#### Task details
How would you continue the report on the OXLOADER malware campaign, picking up right after its final sentence?

#### Document text
..............................
Cybersecurity researchers have disclosed details of a new campaign that delivers CastleStealer by means of a previously unreported malware loader dubbed OXLOADER.
According to Elastic Security Labs, the campaign leverages malicious Google Ads as a starting point to distribute the malware. Evidence indicates that the threat actor is likely Russian-speaking and financially motivated, owing to the presence of explicit exclusions to prevent infecting machines located in the Commonwealth of Independent States (CIS) region. The campaign has been codenamed REF8372.
"The loader uses several obfuscation layers (control-flow flattening, opaque predicates, mixed Boolean-Arithmetic), self-modifying decryption stubs, and abuses the Windows .reloc section to stage shellcode," researchers Daniel Stepanic and Jia Yu Chan said in a technical breakdown.
The attack begins when unsuspecting users enter queries such as "lts version of node.js" on search engines like Google, redirecting them to a fake website ("node-js[.]prentiva99[.]info") surfaced via bogus ads published under the verified name "ВОЛОДИМИР ТЕРЕЩЕНКО" that's purportedly based in Ukraine.
..............................
(Stored dataset items)
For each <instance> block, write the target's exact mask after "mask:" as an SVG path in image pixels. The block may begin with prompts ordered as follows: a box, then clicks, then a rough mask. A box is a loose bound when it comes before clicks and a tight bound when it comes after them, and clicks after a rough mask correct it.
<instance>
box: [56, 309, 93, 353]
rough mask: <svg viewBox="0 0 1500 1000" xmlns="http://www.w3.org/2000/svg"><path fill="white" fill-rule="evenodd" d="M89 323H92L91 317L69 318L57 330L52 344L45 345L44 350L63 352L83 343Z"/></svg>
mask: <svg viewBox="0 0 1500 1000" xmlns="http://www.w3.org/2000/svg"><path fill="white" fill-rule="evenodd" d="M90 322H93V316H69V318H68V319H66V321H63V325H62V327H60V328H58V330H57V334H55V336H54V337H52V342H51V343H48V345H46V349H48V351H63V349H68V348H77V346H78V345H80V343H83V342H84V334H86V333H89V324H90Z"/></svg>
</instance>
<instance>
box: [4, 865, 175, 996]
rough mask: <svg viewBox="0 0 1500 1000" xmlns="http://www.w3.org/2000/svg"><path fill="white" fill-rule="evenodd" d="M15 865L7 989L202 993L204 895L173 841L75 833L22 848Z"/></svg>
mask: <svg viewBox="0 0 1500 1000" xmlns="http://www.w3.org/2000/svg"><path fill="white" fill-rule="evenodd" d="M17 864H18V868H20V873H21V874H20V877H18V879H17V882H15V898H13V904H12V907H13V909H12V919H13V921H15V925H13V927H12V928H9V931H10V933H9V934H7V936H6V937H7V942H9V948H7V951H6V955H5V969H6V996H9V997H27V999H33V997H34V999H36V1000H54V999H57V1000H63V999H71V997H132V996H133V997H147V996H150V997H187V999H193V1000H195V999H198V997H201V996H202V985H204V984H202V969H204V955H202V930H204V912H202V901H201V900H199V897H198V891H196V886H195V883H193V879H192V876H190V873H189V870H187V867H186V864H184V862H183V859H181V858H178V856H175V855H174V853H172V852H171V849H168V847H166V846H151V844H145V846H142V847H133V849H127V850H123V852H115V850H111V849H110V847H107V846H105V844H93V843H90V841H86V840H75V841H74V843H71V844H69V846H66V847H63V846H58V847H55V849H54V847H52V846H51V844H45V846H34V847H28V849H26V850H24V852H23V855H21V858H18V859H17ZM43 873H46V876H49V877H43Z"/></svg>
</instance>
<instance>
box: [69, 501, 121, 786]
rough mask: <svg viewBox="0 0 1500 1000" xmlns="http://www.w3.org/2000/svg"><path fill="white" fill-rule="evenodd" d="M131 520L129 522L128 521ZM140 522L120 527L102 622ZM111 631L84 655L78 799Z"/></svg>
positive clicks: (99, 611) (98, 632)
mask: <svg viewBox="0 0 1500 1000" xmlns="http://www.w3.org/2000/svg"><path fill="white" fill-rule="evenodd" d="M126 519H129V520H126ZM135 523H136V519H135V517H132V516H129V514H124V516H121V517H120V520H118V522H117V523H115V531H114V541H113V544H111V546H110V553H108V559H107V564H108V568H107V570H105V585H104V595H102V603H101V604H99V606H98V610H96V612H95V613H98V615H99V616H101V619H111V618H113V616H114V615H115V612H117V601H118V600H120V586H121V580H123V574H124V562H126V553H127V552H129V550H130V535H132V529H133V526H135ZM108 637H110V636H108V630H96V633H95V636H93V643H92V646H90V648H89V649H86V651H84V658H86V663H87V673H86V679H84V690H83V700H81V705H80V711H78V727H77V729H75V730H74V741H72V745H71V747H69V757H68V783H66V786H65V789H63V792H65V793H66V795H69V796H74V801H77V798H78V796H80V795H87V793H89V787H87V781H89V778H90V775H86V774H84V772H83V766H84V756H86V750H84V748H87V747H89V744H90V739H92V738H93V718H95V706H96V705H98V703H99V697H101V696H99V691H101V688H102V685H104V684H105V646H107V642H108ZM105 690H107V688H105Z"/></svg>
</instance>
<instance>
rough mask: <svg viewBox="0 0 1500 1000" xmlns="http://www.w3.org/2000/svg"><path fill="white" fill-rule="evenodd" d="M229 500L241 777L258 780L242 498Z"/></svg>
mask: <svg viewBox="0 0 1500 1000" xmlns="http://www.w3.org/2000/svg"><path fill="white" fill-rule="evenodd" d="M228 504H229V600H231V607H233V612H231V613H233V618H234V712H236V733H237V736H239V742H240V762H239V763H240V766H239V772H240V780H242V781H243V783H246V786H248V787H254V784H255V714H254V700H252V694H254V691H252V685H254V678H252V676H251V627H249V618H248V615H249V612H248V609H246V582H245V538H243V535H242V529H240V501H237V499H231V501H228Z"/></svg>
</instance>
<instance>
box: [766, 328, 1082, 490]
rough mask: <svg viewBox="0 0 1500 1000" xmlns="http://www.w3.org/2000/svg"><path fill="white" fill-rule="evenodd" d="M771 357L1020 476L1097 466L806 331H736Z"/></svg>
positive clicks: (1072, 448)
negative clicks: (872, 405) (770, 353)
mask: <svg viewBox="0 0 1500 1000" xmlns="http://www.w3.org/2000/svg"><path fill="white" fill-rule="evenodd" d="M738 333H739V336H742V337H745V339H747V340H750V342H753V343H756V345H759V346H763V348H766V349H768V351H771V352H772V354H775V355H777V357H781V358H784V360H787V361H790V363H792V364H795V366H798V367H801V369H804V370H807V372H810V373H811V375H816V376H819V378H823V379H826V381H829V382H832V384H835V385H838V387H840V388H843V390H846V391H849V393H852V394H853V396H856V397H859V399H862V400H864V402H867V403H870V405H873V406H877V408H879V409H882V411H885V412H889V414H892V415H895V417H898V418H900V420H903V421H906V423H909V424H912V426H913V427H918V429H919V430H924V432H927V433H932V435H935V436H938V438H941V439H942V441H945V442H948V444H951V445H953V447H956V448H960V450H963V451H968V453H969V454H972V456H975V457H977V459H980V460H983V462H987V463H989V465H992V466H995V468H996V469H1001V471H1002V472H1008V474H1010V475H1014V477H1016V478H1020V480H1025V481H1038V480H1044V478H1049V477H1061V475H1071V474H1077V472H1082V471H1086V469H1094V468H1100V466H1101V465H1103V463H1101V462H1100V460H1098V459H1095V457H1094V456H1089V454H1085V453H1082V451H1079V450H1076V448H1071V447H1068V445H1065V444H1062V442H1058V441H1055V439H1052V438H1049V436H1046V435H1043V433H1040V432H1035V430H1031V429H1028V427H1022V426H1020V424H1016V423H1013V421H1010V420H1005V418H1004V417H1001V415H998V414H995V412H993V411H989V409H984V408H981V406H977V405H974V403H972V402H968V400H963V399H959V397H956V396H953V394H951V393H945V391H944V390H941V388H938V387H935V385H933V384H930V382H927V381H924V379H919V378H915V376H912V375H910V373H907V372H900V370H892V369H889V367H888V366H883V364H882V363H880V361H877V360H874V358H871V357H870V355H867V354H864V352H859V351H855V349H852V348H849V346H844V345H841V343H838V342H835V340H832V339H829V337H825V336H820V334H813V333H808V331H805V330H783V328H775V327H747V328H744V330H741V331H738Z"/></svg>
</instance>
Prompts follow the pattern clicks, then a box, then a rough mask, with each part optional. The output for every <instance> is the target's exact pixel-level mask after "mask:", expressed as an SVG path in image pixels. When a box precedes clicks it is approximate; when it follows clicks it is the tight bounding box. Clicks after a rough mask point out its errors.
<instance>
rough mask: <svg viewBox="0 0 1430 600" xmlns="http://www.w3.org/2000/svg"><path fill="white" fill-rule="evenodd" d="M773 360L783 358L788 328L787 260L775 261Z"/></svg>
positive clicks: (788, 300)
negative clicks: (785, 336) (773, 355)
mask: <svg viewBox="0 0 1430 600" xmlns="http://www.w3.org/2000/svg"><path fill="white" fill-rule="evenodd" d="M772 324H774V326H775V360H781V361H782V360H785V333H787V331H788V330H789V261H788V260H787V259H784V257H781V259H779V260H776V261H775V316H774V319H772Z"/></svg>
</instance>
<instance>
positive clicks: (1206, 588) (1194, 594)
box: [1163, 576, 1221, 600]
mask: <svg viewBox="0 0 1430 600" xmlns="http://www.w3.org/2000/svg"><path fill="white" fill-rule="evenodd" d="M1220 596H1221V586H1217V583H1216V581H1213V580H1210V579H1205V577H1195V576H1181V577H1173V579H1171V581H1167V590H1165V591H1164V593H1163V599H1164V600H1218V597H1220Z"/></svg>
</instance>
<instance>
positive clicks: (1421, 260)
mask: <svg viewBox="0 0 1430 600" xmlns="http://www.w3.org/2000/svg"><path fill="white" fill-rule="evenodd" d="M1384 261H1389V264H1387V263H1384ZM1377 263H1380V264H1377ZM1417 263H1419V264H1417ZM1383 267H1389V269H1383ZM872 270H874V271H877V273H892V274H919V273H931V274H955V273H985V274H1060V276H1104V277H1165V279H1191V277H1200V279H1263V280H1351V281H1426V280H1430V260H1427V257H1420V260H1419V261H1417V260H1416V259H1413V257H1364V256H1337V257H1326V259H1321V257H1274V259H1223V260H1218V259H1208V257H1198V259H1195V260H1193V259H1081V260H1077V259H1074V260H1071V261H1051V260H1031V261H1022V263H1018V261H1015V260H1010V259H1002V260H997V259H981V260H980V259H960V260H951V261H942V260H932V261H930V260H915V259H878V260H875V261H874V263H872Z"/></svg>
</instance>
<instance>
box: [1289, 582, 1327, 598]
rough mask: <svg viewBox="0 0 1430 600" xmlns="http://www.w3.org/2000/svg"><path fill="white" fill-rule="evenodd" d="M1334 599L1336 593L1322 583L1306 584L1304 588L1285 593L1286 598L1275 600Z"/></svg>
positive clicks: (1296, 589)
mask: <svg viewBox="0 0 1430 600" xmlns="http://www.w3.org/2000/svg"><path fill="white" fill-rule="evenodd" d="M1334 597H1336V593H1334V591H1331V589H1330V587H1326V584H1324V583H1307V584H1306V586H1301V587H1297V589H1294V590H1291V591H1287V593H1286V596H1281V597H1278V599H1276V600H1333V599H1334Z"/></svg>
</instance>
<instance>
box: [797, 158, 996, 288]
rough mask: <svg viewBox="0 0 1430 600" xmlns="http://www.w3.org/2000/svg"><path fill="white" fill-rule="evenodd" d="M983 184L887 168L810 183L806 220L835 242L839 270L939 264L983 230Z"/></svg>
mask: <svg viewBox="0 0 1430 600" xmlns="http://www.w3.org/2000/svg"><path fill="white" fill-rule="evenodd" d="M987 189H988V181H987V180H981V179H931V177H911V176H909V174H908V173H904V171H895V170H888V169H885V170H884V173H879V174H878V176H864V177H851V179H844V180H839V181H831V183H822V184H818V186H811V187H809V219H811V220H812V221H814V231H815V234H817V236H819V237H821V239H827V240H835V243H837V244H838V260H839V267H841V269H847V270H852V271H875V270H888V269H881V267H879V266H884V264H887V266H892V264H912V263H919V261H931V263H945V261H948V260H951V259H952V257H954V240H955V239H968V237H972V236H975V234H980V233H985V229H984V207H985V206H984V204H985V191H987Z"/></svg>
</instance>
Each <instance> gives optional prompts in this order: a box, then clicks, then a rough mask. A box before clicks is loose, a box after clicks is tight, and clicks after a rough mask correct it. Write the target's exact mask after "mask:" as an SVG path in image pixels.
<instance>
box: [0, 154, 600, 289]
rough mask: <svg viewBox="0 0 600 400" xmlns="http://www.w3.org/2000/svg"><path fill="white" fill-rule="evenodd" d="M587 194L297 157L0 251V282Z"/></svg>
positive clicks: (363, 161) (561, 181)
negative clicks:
..............................
#### Exercise answer
It's currently unknown if the advertiser account is linked to the actual threat actor, or if it's a front account or a purchased identity. The advertiser account, along with its ad campaigns, was removed from Google on May 14, 2026.
Users who end up interacting with the site are served a batch script hosted on Storj, a decentralized, open-source cloud storage platform. The abuse of Storj once again illustrates how threat actors continue to leverage legitimate services to evade domain-based reputation filters.
Running the batch script displays a bogus installation wizard user interface (UI), while stealthily downloading a next-stage payload, a Storj-hosted executable dubbed OXLOADER through a PowerShell command and executing it with -Verb RunAs to trigger a Windows User Account Control (UAC) prompt.
The attack then employs DLL side-loading to launch a rogue DLL, which then proceeds to decrypt and execute the CastleStealer payload. OXLOADER also makes use of techniques like control-flow flattening (CFF) and mixed Boolean-Arithmetic (MBA) to evade static detection, while also taking steps to ensure it's not run on sandboxed environments.
CastleStealer is a .NET information stealer that was recently distributed alongside CastleLoader through a ClickFix-style lure masquerading as a free image-editing tool as part of a campaign codenamed BackgroundFix. CastleLoader is attributed to a threat activity cluster known as GrayBravo.
"OXLOADER is in an early operational phase, but the engineering behind it suggests this family is worth watching," Elastic said. "The code obfuscation, anti-VM measures, benign-looking code used to masquerade its binaries, and unique staging techniques reflect deliberate engineering choices to evade analysis."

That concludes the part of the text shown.